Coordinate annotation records
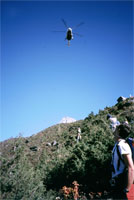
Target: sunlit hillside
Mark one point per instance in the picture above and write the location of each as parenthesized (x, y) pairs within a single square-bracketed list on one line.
[(37, 167)]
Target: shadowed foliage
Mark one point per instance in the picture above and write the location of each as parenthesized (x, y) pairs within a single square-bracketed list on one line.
[(39, 166)]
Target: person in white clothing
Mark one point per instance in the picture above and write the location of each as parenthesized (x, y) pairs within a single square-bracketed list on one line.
[(122, 163)]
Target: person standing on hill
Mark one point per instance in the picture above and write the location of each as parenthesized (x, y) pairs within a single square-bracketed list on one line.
[(122, 165)]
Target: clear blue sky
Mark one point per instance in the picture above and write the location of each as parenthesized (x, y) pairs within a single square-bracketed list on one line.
[(44, 80)]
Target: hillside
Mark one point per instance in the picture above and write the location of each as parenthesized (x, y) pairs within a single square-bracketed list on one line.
[(37, 167)]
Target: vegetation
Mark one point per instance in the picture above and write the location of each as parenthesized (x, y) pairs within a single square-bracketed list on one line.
[(40, 166)]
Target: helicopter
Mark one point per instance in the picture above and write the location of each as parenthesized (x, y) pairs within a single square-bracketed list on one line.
[(69, 32)]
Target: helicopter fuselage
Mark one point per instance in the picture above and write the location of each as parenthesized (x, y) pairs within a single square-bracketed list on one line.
[(69, 35)]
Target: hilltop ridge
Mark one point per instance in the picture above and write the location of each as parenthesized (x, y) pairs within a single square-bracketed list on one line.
[(38, 166)]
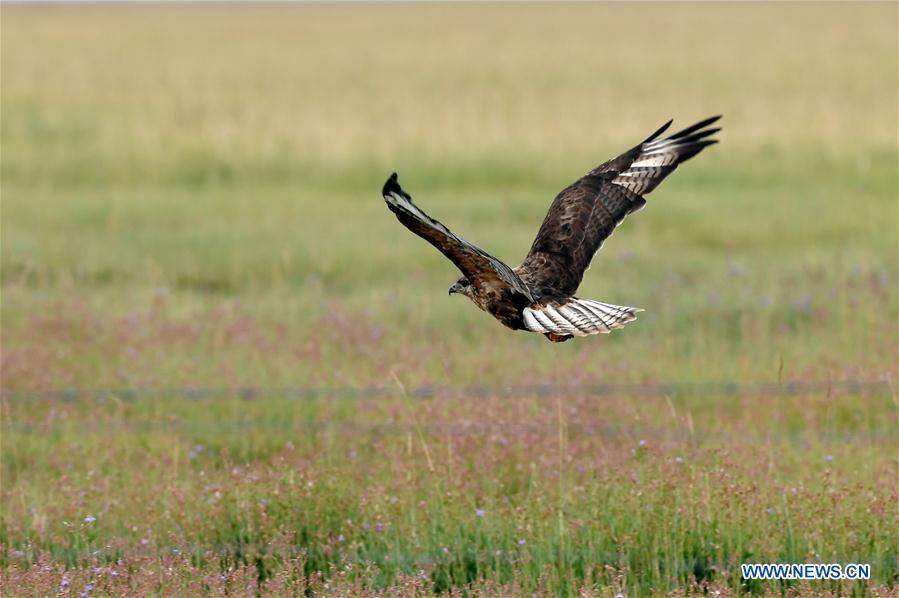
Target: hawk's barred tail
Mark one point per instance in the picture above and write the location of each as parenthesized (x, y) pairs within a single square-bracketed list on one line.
[(579, 317)]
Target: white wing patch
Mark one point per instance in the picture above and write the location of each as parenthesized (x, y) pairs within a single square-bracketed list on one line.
[(579, 317)]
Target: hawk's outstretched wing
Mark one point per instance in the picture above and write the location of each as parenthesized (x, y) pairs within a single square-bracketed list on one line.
[(585, 213), (479, 267)]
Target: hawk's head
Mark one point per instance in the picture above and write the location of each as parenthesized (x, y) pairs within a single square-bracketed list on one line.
[(462, 286)]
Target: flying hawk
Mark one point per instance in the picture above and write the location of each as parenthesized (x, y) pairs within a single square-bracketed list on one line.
[(538, 295)]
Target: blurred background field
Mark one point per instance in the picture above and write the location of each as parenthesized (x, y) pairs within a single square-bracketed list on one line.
[(190, 207)]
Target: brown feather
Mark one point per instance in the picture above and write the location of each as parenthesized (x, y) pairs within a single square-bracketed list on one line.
[(584, 214)]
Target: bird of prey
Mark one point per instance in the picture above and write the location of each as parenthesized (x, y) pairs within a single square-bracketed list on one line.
[(538, 295)]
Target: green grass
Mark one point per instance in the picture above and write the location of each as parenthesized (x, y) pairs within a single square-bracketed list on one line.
[(190, 207)]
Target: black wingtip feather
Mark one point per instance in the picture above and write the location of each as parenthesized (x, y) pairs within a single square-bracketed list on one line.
[(661, 130), (392, 186), (700, 125)]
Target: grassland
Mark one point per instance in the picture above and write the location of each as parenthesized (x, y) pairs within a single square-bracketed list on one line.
[(227, 369)]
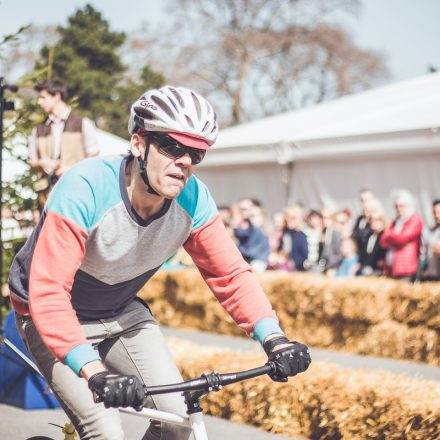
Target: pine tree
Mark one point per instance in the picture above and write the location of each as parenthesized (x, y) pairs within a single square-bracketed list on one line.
[(86, 58)]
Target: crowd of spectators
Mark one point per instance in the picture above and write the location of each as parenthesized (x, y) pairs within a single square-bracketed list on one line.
[(337, 244), (319, 241)]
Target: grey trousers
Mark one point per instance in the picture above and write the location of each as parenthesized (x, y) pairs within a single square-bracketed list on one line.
[(130, 343)]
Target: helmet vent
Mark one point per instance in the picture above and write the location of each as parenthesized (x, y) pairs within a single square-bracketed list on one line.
[(197, 104), (144, 114), (172, 102), (190, 123), (163, 106), (178, 97)]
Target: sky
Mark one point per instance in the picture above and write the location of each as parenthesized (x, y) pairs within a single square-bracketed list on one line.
[(406, 32)]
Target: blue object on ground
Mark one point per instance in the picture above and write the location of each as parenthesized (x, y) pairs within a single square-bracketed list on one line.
[(20, 385)]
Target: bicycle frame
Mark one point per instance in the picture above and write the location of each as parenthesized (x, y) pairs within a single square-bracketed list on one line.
[(193, 390), (193, 421)]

### Given exercise
Write out the material word for word, starting with the line that contains "Target: hilltop ridge" and going on through the line that contains "[(585, 213), (479, 267)]", with both of those lines included. Omit the pictures from your answer.

### Solution below
Target: hilltop ridge
Mark one point per instance in the picture above and write the location of each as parenthesized (x, y) pairs within a single square-bracketed list on one line.
[(38, 166)]
Target: hawk's barred tail
Mark one point per instance in the picture above and write the location of each as parenthesized (x, y) pairs within a single square-bracketed list on one line.
[(579, 317)]
Target: white wing patch
Mark one point per instance in the picture above and write the location of each as parenthesized (x, y) pairs within a single square-bracketed list on one line.
[(579, 317)]
Target: hawk's outstretched wing
Mark one point per instance in the picture above and write the location of each as parenthesized (x, y) pairs within a single square-bracketed list on one line.
[(585, 213), (479, 267)]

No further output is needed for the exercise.